• Reading text
Rachel Holmes (Final year, Pharmaceutical Biotechnology) “Our event on June 2nd, with the students of ASYV, was an amazing opportunity for us to deliver an understanding of our iGEM project to a group of young people so willing to learn, engage, and broaden their knowledge in the field of synthetic biology. They were an amazing group of students and it was a pleasure to share our work with them."

James O’Connell (Final year, Pharmaceutical biotechnology) “An eye-opening experience, I was delighted to witness the students had such a good knowledge of Biology and science in general. Thank you to all the teams involved and thank you to the MTU team for all their hard work”

• Tasks and exercises
1. Translate this sentence from the student testimonials about the iGEM event into Spanish: "They were an amazing group of students and it was a pleasure to share our work with them."
2. Based on the student testimonials about the iGEM event, answer yes or no to each statement and quote the words that decide it. (a) The event with the students of ASYV took place on June 2nd. (b) James O'Connell found that the students knew little about biology. (c) Rachel Holmes is in her first year of study.
3. Extend the student testimonials about the iGEM event from their last sentence.

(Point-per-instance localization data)
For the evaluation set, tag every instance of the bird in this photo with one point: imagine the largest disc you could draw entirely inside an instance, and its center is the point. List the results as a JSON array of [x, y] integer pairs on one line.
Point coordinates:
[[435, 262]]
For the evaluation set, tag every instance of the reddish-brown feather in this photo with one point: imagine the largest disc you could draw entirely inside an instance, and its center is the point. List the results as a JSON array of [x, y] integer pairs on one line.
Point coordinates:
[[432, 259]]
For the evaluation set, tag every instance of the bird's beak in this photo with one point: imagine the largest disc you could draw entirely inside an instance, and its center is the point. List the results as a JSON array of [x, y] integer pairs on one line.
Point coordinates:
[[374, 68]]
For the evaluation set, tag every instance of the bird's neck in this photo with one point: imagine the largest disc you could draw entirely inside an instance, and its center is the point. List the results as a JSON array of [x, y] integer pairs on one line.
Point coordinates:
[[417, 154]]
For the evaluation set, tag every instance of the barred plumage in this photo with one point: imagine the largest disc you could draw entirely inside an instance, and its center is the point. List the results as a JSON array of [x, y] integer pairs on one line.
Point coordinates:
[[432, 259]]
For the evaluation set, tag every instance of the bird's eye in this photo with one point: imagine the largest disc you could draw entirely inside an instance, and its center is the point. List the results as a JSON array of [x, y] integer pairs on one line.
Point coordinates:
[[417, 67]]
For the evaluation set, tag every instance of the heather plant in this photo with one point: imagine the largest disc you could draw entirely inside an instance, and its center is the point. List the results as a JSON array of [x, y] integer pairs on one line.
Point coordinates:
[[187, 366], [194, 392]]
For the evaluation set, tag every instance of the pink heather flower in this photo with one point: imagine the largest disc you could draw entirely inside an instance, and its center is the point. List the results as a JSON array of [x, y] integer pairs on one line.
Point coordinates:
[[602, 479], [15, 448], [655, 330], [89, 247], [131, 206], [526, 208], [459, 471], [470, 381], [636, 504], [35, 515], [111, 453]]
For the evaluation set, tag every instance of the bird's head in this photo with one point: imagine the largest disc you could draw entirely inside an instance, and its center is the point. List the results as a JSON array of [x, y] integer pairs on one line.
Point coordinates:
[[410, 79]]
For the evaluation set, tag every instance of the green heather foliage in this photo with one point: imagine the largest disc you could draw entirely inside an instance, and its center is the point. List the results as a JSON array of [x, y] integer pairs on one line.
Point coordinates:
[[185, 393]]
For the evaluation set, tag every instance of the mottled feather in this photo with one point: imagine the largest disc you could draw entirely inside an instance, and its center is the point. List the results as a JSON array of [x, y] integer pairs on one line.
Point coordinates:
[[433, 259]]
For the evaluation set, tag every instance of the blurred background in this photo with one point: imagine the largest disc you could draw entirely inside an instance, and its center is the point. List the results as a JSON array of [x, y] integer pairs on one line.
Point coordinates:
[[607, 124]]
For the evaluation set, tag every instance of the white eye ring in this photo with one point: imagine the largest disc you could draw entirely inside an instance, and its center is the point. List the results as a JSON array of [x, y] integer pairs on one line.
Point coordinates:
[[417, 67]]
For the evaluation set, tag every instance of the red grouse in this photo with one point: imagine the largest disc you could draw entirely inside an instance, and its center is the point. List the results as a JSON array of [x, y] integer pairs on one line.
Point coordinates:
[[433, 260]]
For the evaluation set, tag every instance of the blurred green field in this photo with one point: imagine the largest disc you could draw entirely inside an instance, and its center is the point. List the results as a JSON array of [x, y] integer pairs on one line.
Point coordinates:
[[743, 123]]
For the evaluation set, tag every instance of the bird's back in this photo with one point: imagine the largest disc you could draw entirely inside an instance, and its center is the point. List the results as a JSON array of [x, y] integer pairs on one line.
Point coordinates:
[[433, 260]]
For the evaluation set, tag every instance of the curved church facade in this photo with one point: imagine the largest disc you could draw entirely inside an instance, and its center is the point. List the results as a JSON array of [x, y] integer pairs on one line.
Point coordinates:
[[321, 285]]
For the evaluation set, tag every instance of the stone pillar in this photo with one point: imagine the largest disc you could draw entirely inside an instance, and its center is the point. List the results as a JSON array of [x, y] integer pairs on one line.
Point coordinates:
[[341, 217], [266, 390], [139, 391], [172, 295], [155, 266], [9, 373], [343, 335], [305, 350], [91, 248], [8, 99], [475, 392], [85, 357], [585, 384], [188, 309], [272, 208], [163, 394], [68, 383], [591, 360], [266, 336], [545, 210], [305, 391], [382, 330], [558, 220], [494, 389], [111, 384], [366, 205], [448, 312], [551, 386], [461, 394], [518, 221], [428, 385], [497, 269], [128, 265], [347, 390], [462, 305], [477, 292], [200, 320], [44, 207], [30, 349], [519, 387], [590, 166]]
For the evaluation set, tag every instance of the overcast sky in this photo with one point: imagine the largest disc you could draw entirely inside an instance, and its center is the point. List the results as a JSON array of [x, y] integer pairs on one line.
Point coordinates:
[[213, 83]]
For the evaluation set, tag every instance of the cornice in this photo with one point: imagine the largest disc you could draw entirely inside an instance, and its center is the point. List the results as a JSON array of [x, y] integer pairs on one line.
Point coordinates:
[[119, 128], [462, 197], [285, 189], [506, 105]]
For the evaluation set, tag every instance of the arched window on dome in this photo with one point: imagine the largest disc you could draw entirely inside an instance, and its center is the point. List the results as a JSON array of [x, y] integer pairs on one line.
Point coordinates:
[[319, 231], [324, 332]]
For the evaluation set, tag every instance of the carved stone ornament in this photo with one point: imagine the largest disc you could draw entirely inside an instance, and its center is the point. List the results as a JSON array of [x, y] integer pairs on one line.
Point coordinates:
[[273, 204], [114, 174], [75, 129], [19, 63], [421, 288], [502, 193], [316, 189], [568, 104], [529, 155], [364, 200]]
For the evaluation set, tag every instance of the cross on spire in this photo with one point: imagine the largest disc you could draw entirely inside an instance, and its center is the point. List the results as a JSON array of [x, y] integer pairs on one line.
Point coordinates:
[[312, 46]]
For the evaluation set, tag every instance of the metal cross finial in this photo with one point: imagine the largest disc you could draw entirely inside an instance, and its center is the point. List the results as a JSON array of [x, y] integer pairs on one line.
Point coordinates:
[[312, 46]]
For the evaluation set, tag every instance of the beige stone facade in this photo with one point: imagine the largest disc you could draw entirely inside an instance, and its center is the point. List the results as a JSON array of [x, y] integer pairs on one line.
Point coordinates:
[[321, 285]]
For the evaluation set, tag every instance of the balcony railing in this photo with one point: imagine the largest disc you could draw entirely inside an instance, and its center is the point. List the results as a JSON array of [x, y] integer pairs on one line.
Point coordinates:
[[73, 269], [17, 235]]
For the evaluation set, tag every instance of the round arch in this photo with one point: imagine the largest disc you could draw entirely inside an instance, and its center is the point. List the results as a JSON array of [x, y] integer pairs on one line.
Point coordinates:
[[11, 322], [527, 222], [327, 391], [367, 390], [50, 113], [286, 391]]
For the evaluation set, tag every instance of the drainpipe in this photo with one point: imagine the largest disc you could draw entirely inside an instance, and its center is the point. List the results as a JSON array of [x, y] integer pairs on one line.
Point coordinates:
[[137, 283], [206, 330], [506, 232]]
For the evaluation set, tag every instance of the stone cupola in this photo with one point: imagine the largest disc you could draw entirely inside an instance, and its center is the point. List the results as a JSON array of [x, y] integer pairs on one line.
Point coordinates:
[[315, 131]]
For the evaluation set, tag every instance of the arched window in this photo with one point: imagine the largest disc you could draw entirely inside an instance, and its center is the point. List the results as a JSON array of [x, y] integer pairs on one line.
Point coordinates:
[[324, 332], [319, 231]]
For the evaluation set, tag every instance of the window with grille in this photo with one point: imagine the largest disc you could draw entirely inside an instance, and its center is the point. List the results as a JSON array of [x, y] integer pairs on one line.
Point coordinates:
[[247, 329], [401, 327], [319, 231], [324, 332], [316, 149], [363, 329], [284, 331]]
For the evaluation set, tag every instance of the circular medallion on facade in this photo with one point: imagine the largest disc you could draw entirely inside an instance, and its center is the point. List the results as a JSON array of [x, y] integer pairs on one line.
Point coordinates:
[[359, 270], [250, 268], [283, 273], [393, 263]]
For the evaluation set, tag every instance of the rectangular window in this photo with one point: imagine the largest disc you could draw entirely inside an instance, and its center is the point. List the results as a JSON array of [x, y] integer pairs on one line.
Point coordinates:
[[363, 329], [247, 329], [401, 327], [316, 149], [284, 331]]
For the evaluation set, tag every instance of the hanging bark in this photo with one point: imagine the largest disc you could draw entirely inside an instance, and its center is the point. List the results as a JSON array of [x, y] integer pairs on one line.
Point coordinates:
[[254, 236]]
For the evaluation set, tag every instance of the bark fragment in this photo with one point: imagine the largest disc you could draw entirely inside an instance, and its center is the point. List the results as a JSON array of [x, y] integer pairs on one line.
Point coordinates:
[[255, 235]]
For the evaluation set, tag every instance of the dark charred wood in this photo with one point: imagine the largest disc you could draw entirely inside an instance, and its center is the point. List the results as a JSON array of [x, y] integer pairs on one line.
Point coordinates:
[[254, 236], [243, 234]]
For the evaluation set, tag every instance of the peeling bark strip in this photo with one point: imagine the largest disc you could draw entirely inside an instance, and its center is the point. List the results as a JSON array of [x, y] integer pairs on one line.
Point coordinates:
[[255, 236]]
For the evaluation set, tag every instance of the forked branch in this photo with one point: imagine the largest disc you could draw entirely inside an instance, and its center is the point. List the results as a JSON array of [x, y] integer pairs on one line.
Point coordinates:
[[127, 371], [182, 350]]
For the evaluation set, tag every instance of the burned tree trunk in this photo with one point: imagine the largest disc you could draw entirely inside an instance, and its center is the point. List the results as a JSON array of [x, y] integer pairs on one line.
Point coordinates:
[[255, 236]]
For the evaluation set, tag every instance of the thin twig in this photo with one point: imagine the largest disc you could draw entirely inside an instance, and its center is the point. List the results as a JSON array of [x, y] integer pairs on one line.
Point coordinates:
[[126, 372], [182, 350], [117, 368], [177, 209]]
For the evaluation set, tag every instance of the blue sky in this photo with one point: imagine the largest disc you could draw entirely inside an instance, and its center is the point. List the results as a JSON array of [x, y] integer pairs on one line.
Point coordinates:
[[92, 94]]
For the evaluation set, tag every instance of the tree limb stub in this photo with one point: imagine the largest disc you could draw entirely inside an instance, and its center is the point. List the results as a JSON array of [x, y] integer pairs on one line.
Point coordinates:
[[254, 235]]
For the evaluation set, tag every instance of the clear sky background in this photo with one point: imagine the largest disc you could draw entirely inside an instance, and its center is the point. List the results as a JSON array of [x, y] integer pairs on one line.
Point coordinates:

• Answers to each task
1. Eran un grupo de estudiantes increíble y fue un placer compartir nuestro trabajo con ellos.

2.
(a) Yes: "Our event on June 2nd, with the students of ASYV"
(b) No: "I was delighted to witness the students had such a good knowledge of Biology and science in general"
(c) No: "Final year, Pharmaceutical Biotechnology"

3.
Alannah O’Flaherty (First year, Sports and business) “For me, ASYV meant planting the seed for the students to gain further knowledge surrounding synthetic biology and to encourage further learning. Biology is an amazing field where the learning never ends and to give them further tools and knowledge within the area was a unique opportunity for me personally.” Aleks Gordikovs (First year, Biomedical Engineering) “This Initiative is one that has shaped and redefined how I perceive how others learn in a completely different learning environment in comparison to my own and to myself, it means and encourages me to want to give back as a scientist to younger students who have shown enthusiasm and eagerness to learn. With great pleasure, it has meant that I could share my knowledge through not only presenting educational content based on Biology but also Synthetic Biology and International Culture"

The UK-Ireland Meetup

This event hosted by iGEM KCL occurred over the summer. The 6 teams that attended this meetup were iGEM KCL, iGEM MTU-CORK, iGEM Warwick, iGEM Manchester, iGEM St.Andrews, and iGEM Edinburgh. Each team gave a 5-minute presentation giving an overview of their iGEM project and we also each held a QA session after presenting. Josh O’Brien and James O’Connell from our team presented a great presentation on the day.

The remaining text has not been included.